__Data excerpts__:
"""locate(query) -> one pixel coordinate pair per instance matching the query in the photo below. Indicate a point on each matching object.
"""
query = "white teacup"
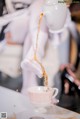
(41, 96)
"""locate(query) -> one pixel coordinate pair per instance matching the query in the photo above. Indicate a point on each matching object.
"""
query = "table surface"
(14, 102)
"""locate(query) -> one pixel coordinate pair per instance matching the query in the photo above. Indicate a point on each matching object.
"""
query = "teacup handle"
(55, 92)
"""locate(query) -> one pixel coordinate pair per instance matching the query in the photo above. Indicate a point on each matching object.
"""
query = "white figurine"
(24, 29)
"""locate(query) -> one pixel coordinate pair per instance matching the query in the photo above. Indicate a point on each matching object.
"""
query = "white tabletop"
(14, 102)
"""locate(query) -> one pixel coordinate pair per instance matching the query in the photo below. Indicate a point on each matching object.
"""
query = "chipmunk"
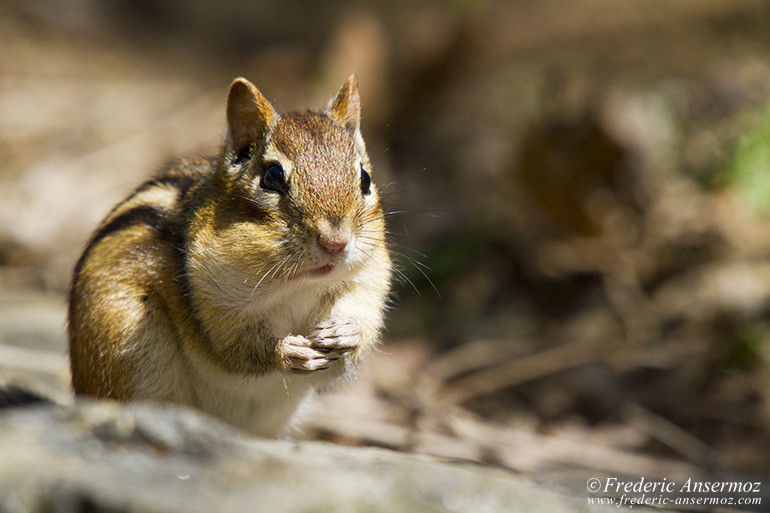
(242, 283)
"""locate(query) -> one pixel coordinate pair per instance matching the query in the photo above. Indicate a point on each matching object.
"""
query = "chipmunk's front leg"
(325, 344)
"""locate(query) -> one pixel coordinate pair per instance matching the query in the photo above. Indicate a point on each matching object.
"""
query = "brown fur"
(195, 265)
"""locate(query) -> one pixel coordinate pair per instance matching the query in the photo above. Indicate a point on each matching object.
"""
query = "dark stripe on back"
(151, 217)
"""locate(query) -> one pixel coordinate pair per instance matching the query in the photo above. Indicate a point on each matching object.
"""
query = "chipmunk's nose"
(333, 243)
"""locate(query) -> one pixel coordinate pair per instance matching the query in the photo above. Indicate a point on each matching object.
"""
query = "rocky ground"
(579, 208)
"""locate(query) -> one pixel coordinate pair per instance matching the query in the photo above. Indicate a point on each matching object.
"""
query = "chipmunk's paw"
(337, 336)
(325, 344)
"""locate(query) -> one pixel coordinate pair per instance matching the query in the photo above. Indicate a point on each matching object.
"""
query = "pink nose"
(332, 245)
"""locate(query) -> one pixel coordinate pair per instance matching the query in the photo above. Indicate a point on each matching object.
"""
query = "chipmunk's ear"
(249, 117)
(345, 107)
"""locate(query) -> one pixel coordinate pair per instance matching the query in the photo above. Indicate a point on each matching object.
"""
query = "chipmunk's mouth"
(320, 271)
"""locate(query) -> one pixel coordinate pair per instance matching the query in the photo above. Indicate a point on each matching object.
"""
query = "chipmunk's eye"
(273, 179)
(366, 182)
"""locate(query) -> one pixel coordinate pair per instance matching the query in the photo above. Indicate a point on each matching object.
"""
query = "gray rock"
(107, 457)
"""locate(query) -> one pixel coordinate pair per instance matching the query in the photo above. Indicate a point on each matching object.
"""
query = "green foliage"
(748, 349)
(748, 168)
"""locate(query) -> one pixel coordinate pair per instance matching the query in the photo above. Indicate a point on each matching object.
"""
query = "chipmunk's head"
(301, 204)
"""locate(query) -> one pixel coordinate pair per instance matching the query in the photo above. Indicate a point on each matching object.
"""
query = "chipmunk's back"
(132, 267)
(241, 283)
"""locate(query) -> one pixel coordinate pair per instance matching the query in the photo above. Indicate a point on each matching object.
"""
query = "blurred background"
(579, 198)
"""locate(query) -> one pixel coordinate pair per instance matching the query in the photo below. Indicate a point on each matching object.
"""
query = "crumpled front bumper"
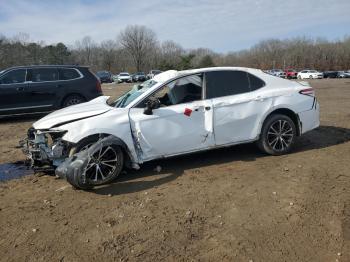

__Task to carry out__: Copy all the material above exactly, but skip each image.

__Solution for this task__:
"""locate(query) -> one pixel coordinate pair per instance matching the query in the photo below. Indicate a point on each matching object.
"""
query = "white teacup"
(41, 96)
"""locate(query) -> one pixel coordinate pair per instance matching the query in the photo above. Indicate a point on each matching object.
"""
query = "table surface"
(14, 102)
"""locate(query) -> one pixel coordinate pair per instance matching the query in the photo above. Indicate a point on each matching object.
"""
query = "teacup handle"
(55, 92)
"""locate(query) -> one pixel coordinate pair per instance matching the query in the photo above. Indicate a point on each matching object.
"""
query = "white figurine"
(24, 29)
"""locate(query) -> one pixel coordinate pair per instance matching the query in the photo above. Indicate a point on each matching object.
"""
query = "white tabletop"
(14, 102)
"""locate(query) -> one pixel coordinate pair per instance matching the query in the photo below. Indicate a point on each matching object.
"""
query = "chipmunk"
(242, 283)
"""locate(query) -> one pixel coordinate pair per instance matching the query in the photo above. Indicate a point on each matching object.
"""
query = "chipmunk's front leg"
(325, 344)
"""locate(query) -> one pixel coordinate pair per instance matching the query in the photo above. Indicate a point on each matching object.
"""
query = "brown fur"
(195, 265)
"""locate(query) -> one pixel coordinate pair per instance matching the query in the photo above. Indicate a point on each matching object.
"""
query = "dark stripe on back"
(151, 217)
"""locate(query) -> one pixel coordinate pair per instance matching the query in the photo above. Indicate a point on each matching object.
"""
query = "chipmunk's nose"
(333, 243)
"""locate(query) -> one pixel coordinate pair per instance matching the query in the photo above. Indicate a point on each matching object.
"""
query = "rocky ground"
(579, 208)
"""locate(query) -> one pixel coordinate pair per instance matching the query in the photo above. Indicate a point on each matching object.
"""
query = "chipmunk's paw"
(337, 336)
(325, 344)
"""locate(query) -> one pixel coordinate pair per instance matching the query in the photo above. Indicate a point on each matching object.
"""
query = "pink nose"
(332, 245)
"""locate(query) -> one pixel coordinate pair per instance matching the query in the photo above. Indicate a point on each matching object.
"""
query = "chipmunk's ear"
(249, 117)
(345, 107)
"""locate(query) -> one pixel coordinate pair per instance matching the query in the photo above. Indicate a point on each matching object.
"""
query = "chipmunk's mouth"
(320, 271)
"""locate(query) -> one pixel coordinate pair per instance matching the query in the photo above. Indicate a point on each matching object.
"""
query = "chipmunk's eye"
(273, 179)
(366, 182)
"""locate(query) -> one pixel coordinate pair per instance matching the query in the photo above. Indicate a point on each matching object.
"""
query = "gray rock"
(107, 457)
"""locate(query) -> one pixel coordinate pair per instance matching the query in the photo above. Indicate a point on each matching object.
"""
query = "green foliage"
(748, 349)
(748, 168)
"""locate(query) -> one pixel coordinate pair per instance matching the query in the photo above. Indicate a point on each matching object.
"""
query = "chipmunk's head"
(301, 204)
"""locate(query) -> one pixel coordinate pair per instance matching the query in the photo above. Indicate a point on each matching object.
"""
query = "chipmunk's back"
(132, 267)
(241, 283)
"""locate(query) -> one pixel coordinate pair per instance matching the query in the photo above. Indicate a point on each matching object.
"""
query = "blurred background"
(579, 198)
"""locate(query) -> one pixel coordinate pair per instance matching the query in the photo below. Indicate a point on each matching object.
"""
query = "crumpled front bumper"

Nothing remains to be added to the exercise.